• OBJECTIF A: D'après le texte fourni, de combien les émissions mondiales de carbone ont-elles augmenté l'an dernier ?
━━ TEXTE FOURNI
Le Campus situé au sud de Lausanne est très étendu, il y règne une activité intense. J’ai rendez-vous avec le Professeur Dominique Bourg qui me laisse seul dans son bureau pendant quelques minutes. J’ai ainsi l’opportunité de remarquer qu’il a disposé, sur ses rayonnages de nombreux ouvrages qui traitent d’économie, d’anthropologie, d’écologie, de science et de philosophie.
Dominique Bourg, professeur à la faculté des géosciences et de l’environnement est une sommité mondiale dans son domaine. Il est régulièrement consulté par les plus grandes instances pour sa connaissance et son expertise.
De quelle manière traitez-vous, dans vos cours, les questions environnementales ?
La plupart des formations dans le monde abordent le développement durable dans une optique liée à une théorie économique mainstream qui ne tient compte que du travail humain et du capital comme facteurs de production, sans intégrer l’énergie, ni d’ailleurs les effets des productions et consommation sur les écosystèmes. Ce n’est pas notre cas. L’article 3 alinéa 5 de la convention cadre sur les changements climatiques (UNFCCC) associe la croissance économique au développement durable et stipule qu’il faut éviter que la lutte contre le changement climatique n’entrave le commerce. Le développement durable incite à la croissance. On a voulu nous faire croire depuis 40 ans, que lorsque le PIB qui augmente, on peut découpler, c’est-à-dire faire notamment baisser la consommation d’énergie. C’est vrai par point de PIB – on parle de découplage relatif –, mais non au regard de l’augmentation du PIB, dans l’absolu. Rien que l’an dernier, les émissions mondiales de carbone ont cru de 2%. La consommation de pétrole continue d’augmenter et elle est passée ces dernières années de 90 à 100 millions de barils jour. Il s’agit d’une vraie menace. En effet, le passage à l’extraction non conventionnelle par fracturation des roches a un effet dévastateur. La courbe de Gauss qui était utilisée pour figurer l’évolution de l’exploitation d’un ensemble de puits de pétrole ne fonctionne pas dans le cas de la fracturation. A l’échelle mondiale, l’exploitation des ressources non conventionnelles pourrait se tarir brutalement. Les deux grands objectifs du développement durable sont très clairs : la diminution des problèmes d’environnement globaux et la réduction des inégalités en termes de richesse sur Terre. Mais depuis 1987, date de cette définition (rapport Brundtland), les problèmes globaux ont explosé. Les écarts entre les plus riches et les moins riches se sont considérablement agrandis. Nous sommes parvenus à un ratio de 1 à 428 d’écart entre les pays les plus pauvres et les plus riches (exemple du Qatar et du Zimbabwe). Non seulement les deux objectifs du développement durable n’ont pas été atteints, mais c’est l’inverse qui s’est produit. Un rapport de l’ONU publié en 2016 montre que depuis les années 2000, les flux de matières croissent plus vite que le PIB mondial.
Comment voulez-vous qu’un pizzaiolo cuise une pizza de plus en plus grande avec de moins en moins de pâte et de garniture ! Seul un économiste peut y croire.
━━━━
━━ DONNÉES ENREGISTRÉES
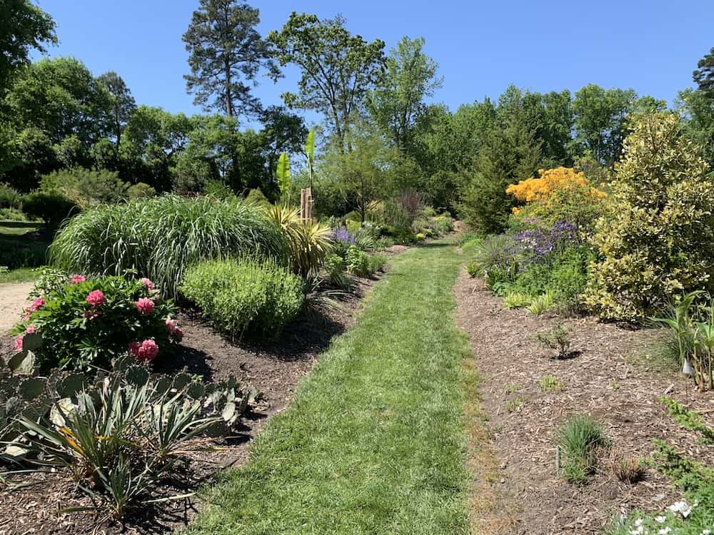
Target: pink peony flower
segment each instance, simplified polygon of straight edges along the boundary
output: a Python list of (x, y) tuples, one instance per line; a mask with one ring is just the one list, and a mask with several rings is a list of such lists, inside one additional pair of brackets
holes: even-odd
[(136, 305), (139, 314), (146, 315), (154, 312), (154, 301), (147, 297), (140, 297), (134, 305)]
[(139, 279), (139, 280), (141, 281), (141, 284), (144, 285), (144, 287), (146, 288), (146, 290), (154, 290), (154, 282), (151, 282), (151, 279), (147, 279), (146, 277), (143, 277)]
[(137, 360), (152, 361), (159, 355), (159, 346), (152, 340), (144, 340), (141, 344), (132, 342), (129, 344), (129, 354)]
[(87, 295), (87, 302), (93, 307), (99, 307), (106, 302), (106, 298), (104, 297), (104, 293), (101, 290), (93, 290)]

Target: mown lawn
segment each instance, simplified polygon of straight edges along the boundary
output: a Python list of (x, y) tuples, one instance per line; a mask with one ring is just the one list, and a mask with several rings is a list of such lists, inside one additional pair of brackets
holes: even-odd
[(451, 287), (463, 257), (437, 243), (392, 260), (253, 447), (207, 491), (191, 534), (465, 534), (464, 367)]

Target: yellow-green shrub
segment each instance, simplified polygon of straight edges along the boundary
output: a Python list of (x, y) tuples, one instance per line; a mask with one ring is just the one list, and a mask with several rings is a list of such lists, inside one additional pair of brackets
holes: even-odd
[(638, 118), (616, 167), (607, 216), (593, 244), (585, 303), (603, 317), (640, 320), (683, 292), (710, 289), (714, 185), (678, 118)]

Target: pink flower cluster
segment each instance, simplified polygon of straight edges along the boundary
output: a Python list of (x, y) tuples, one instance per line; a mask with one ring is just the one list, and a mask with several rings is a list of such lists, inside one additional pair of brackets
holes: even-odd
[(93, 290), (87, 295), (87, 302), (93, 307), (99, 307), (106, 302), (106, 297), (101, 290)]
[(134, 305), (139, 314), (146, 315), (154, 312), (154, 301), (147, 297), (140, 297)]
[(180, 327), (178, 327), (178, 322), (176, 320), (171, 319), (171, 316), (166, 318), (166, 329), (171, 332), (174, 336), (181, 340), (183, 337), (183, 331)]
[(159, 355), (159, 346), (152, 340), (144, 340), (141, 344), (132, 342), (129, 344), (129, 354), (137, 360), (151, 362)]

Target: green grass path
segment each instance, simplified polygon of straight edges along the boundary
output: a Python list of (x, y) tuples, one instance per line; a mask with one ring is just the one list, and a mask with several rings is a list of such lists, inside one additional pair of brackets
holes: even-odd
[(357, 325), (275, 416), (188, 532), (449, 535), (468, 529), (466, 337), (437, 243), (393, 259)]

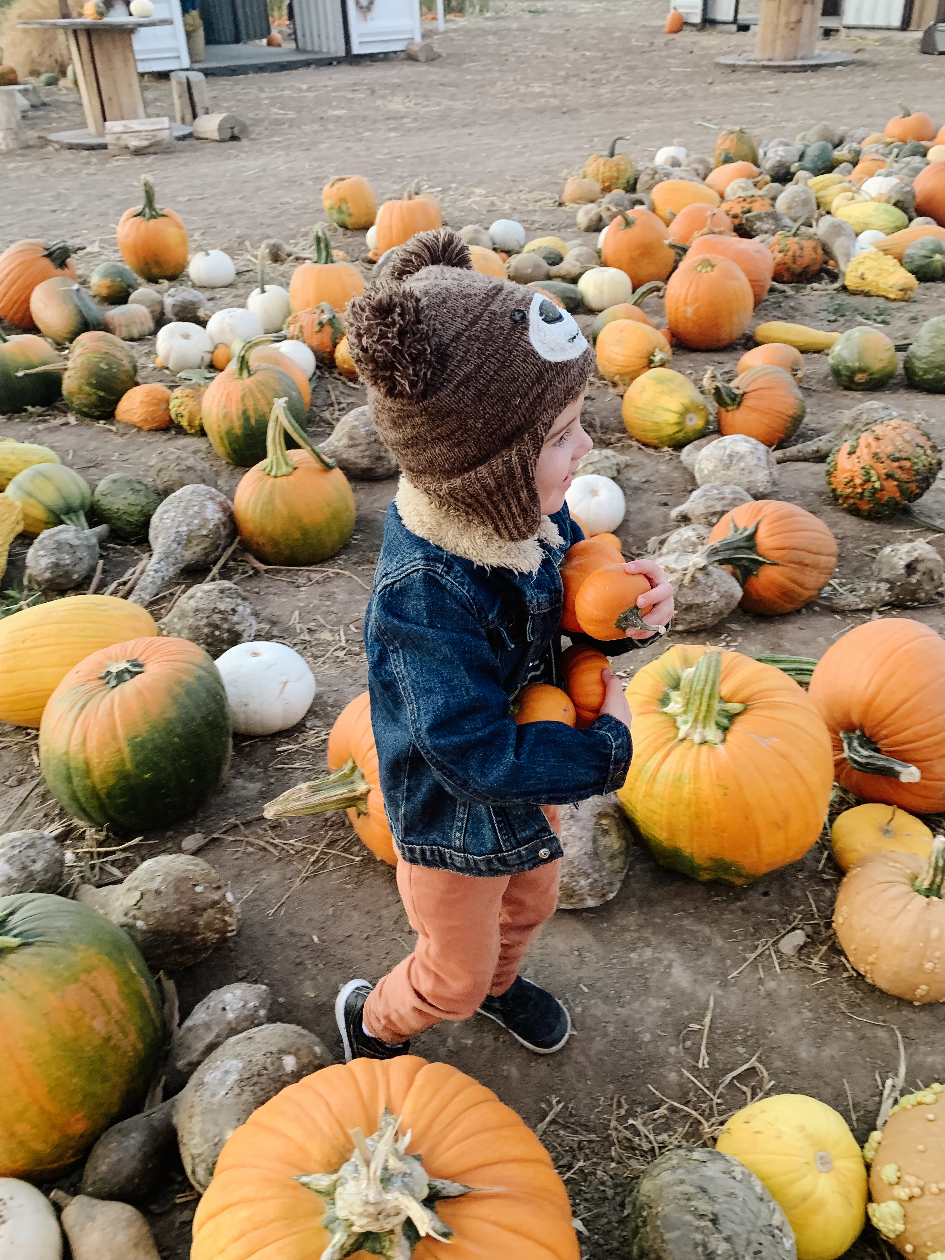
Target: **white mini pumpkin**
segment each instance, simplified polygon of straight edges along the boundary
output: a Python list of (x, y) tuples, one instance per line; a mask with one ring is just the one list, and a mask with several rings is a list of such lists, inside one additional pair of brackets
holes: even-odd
━━━━
• OBJECTIF B: Dans les données enregistrées, réécrivez les lignes allant de celle qui contient « Target: **white mini pumpkin** » jusqu'à la fin de ces données, en remplaçant « simplified polygon » par « simple polygon » et en laissant tout le reste inchangé.

• RÉPONSE CORRECTE A: De 2 %.

• RÉPONSE CORRECTE B:
Target: **white mini pumpkin**
segment each instance, simple polygon of straight edges along the boundary
output: a Python list of (x, y) tuples, one instance per line; a mask with one ring is just the one list, and a mask with several rings is a list of such lists, inside one additional pair of brackets
holes: even-odd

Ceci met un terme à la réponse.